■ Tasks to complete ■
#1 Reproduce the portion of the steamboat explosion account that begins with the words containing "The New England burst" and ends with "get them there.".
#2 In the steamboat explosion account, at what time did The New England arrive off Essex?

The New England burst its boilers of Essex, October 8, 1833, killing 13 people. Woodcut from “Steamboat Disasters and Railroad Accidents in the United States,” 1843. Connecticut River Museum. Connecticut Explored, Fall 2011

October 8, 1833 was a dark and stormy night. Seventy passengers boarded the steamboat The New England. They needed to get from New York to Hartford. The boat’s crew of 20 would get them there.

All went smoothly at first. The New England raced along beside another steamboat, The Boston. Around one o’clock in the morning, they reached the mouth of the Connecticut River. That’s when The New England started to have engine troubles. The boat stopped for repairs.

Thirty minutes later, the engine was up and running again. The New England started traveling up river to Hartford. It arrived off Essex at three o’clock in the morning. The engine abruptly stopped again.

The crew lowered a small boat so that a passenger could land. Suddenly, there was a terrifying boom. It sounded like a heavy cannon going off. Both of the ship’s boilers had exploded!

■ Records supplied ■
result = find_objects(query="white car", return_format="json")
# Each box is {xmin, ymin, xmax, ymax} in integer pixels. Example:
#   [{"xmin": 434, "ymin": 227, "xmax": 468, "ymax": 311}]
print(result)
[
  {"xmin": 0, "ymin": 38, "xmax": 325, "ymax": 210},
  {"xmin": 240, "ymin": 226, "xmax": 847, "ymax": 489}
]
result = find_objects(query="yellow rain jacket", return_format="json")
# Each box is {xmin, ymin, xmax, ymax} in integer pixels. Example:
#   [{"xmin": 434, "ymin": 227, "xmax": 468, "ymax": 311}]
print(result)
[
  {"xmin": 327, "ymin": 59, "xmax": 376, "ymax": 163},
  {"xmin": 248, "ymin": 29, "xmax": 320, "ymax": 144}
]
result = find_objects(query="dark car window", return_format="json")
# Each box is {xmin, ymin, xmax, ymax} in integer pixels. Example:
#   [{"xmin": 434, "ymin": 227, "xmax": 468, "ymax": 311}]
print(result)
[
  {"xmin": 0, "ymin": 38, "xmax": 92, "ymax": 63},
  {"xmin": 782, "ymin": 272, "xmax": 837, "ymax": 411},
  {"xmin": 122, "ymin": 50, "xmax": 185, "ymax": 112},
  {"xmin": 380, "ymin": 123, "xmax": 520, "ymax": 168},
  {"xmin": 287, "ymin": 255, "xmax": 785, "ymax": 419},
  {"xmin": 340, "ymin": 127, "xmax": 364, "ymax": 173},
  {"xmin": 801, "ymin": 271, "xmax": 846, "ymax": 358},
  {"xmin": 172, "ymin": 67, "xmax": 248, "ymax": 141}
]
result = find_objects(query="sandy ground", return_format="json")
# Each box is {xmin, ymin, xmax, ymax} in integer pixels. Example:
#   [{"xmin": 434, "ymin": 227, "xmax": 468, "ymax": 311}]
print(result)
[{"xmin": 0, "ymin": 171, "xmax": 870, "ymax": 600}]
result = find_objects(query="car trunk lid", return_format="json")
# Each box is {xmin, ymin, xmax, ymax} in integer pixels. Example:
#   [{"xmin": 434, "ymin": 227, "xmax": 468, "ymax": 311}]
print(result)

■ Responses to the tasks ■
#1
The New England burst its boilers of Essex, October 8, 1833, killing 13 people. Woodcut from “Steamboat Disasters and Railroad Accidents in the United States,” 1843. Connecticut River Museum. Connecticut Explored, Fall 2011

October 8, 1833 was a dark and stormy night. Seventy passengers boarded the steamboat The New England. They needed to get from New York to Hartford. The boat’s crew of 20 would get them there.

#2 At three o'clock in the morning.